§ DATA
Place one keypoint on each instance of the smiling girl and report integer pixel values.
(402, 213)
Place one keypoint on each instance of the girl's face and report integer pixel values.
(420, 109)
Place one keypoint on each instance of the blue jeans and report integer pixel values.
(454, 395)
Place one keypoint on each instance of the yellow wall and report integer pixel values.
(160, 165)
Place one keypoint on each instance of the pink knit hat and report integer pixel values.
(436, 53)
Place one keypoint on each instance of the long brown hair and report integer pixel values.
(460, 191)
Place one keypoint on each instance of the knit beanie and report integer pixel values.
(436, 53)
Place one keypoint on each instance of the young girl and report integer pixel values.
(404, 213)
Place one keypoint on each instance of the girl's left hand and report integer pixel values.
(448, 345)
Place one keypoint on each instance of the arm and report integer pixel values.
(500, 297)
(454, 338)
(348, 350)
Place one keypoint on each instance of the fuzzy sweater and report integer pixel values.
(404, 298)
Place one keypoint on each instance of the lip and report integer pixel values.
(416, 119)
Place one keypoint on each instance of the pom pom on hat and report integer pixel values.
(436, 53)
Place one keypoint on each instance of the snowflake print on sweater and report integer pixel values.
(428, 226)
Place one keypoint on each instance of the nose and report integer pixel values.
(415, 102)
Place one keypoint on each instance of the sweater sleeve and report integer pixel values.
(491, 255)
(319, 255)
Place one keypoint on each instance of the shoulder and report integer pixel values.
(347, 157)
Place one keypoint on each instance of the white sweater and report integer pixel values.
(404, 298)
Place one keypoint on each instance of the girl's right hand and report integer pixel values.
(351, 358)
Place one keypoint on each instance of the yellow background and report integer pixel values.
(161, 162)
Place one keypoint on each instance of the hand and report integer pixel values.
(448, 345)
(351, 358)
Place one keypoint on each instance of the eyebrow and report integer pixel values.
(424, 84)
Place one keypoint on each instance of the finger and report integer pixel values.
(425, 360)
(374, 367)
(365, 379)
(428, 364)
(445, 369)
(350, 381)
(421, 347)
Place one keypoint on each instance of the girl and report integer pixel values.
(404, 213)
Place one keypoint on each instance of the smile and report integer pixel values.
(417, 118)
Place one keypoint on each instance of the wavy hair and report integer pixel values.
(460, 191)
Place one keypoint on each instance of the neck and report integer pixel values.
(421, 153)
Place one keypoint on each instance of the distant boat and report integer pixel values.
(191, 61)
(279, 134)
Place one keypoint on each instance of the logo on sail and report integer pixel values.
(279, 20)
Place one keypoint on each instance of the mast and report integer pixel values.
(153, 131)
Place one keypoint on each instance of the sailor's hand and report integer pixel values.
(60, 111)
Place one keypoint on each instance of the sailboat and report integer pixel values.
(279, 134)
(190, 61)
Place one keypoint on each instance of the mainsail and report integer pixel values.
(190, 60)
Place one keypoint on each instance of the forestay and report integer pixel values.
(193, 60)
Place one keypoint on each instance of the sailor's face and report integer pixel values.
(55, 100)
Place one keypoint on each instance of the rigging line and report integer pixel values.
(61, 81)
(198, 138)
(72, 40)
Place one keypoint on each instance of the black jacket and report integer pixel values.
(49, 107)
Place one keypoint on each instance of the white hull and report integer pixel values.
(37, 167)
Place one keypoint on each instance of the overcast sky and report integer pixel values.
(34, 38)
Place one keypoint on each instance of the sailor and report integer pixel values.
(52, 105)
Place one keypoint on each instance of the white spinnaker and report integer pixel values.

§ WHAT TO WORK ON
Retype all of the records above word for word, without any changes.

§ TASK RESULT
Place one keypoint on each instance of the smiling girl and report integer pixel values.
(402, 213)
Place one keypoint on each instance of the girl's face and report integer pixel values.
(420, 109)
Place one keypoint on each instance of the blue jeans and report integer pixel values.
(454, 395)
Place one keypoint on each instance of the yellow wall and report integer pixel values.
(160, 165)
Place one keypoint on each instance of the pink knit hat and report integer pixel values.
(436, 53)
Place one keypoint on each instance of the long brown hair and report integer pixel values.
(460, 191)
Place one keypoint on each instance of the knit beanie and report integer pixel values.
(436, 53)
Place one keypoint on each instance of the young girl and report integer pixel values.
(404, 213)
Place one keypoint on each instance of the girl's left hand and report integer pixel values.
(448, 345)
Place one keypoint on each instance of the arm and report integer pixel values.
(500, 297)
(454, 338)
(348, 350)
Place one keypoint on each instance of the fuzzy sweater and report integer pixel values.
(404, 298)
Place one keypoint on each instance of the lip and report integer pixel values.
(416, 119)
Place one keypoint on each instance of the pom pom on hat and report integer pixel values.
(436, 53)
Place one keypoint on each instance of the snowflake print on sweater and report integer pixel values.
(428, 226)
Place one keypoint on each instance of the nose and report integer pixel values.
(415, 102)
Place one keypoint on each instance of the sweater sleeve and report integer pixel values.
(491, 255)
(319, 255)
Place one keypoint on each instance of the shoulder and report integer pixel values.
(347, 157)
Place one keypoint on each instance of the white sweater and report integer pixel values.
(404, 298)
Place one keypoint on each instance of the girl's right hand and report integer pixel values.
(351, 358)
Place one keypoint on each instance of the yellow background and report integer pixel values.
(161, 162)
Place one keypoint on each instance of the hand and report integer pixel values.
(448, 345)
(351, 358)
Place one keypoint on each instance of the eyebrow and report integer pixel values.
(424, 84)
Place one keypoint on each instance of the finger and report integer pixel values.
(425, 360)
(374, 367)
(365, 379)
(428, 364)
(445, 369)
(350, 381)
(421, 347)
Place one keypoint on each instance of the girl and report integer pixel values.
(404, 213)
Place one keypoint on each instance of the smile and report integer pixel values.
(417, 118)
Place one keypoint on each instance of the wavy hair and report integer pixel values.
(460, 191)
Place one keypoint on each instance of the neck and report integer pixel values.
(421, 153)
Place one keypoint on each instance of the distant boat and report integer pixel values.
(191, 61)
(279, 134)
Place one keypoint on each instance of the logo on sail and report integer pixel values.
(279, 20)
Place one keypoint on each instance of the mast and report integer pixel values.
(153, 131)
Place one keypoint on each instance of the sailor's hand and report integer pixel values.
(60, 111)
Place one keypoint on each instance of the sailboat and report integer pixel values.
(279, 134)
(190, 61)
Place one keypoint on each instance of the mainsail and report integer pixel values.
(190, 60)
Place one keypoint on each instance of the forestay and report integer pixel values.
(193, 60)
Place one keypoint on each instance of the sailor's face and report integer pixel values.
(55, 100)
Place one keypoint on each instance of the rigging line and report integer pixel values.
(61, 81)
(198, 138)
(72, 40)
Place one keypoint on each instance of the black jacket and report integer pixel values.
(49, 107)
Place one keypoint on each instance of the white hull and report integer pixel values.
(37, 167)
Place one keypoint on each instance of the overcast sky and report integer pixel values.
(34, 38)
Place one keypoint on each instance of the sailor and report integer pixel values.
(52, 105)
Place one keypoint on each instance of the white spinnaker and report integer pixel values.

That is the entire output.